Using the information:
(1) In the review of Miss You Already, who directed the film?
(2) Translate this sentence from the Miss You Already review into Spanish: "Like most friendships, theirs has a delicate balance of selfishness and selflessness."
(3) Rewrite the stretch of the Miss You Already review from "Screenplay writer Morwenna" through "affair with Ace.", changing "heartbreaking" to "painful".

Document text:
Start of Block

Miss You Already brings women into focus, both in front of and behind the camera lens. Starring Drew Barrymore and Toni Collette as best friends who have been through it all together, the film directed by Catherine Hardwicke explores the intricacies of female friendships with the kind of soul that will have you sobbing when you exit the theater.
When free-spirited, life-loving Milly (Collette) is diagnosed with breast cancer, Jess (Barrymore) is the first person she tells. But when Jess gets pregnant after years of trying, Milly is one of the last people she tells. Like most friendships, theirs has a delicate balance of selfishness and selflessness.
The balance in the relationship between the more naturally selfish Milly and people-pleasing supportive Jess is called into question when they take a (Milly's idea) spontaneous trip to the Moors. Yep, the Moors of Jane Austen time. Little to Jess' knowledge, they are really there so Milly can visit her secret lover, Ace (Tyson Ritter). (Yes, Tyson Ritter. My inner 13-year-old was squealing with excitement in a scene where his AAR tattoo was on full display. I digress.)
Screenplay writer Morwenna Banks addresses the realities of life with breast cancer in a head-on way. After her devastating double mastectomy, Milly's husband Kit (Dominic Cooper) has a hard time acting normal with his wife. In an intimate, heartbreaking scene, he lovingly is kissing her, but when his hand gets to where her breast once was, he freezes. Her understandably self-conscious feelings about her changed body causes her to leave in tears, while he is left hitting his head saying, "Idiot, idiot." The film goes on to show the toll that cancer has on their relationship, in a way that is really relatable. That is what drives Milly to her affair with Ace.

End of Block

Source data:
Start of Block

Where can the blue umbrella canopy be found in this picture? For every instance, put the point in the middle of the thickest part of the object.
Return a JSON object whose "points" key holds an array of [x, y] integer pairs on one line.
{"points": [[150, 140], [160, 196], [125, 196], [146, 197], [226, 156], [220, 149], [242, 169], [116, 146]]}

End of Block

Expected responses:
(1) Catherine Hardwicke

(2) Como la mayoría de las amistades, la suya tiene un delicado equilibrio entre el egoísmo y la abnegación.

(3)
Screenplay writer Morwenna Banks addresses the realities of life with breast cancer in a head-on way. After her devastating double mastectomy, Milly's husband Kit (Dominic Cooper) has a hard time acting normal with his wife. In an intimate, painful scene, he lovingly is kissing her, but when his hand gets to where her breast once was, he freezes. Her understandably self-conscious feelings about her changed body causes her to leave in tears, while he is left hitting his head saying, "Idiot, idiot." The film goes on to show the toll that cancer has on their relationship, in a way that is really relatable. That is what drives Milly to her affair with Ace.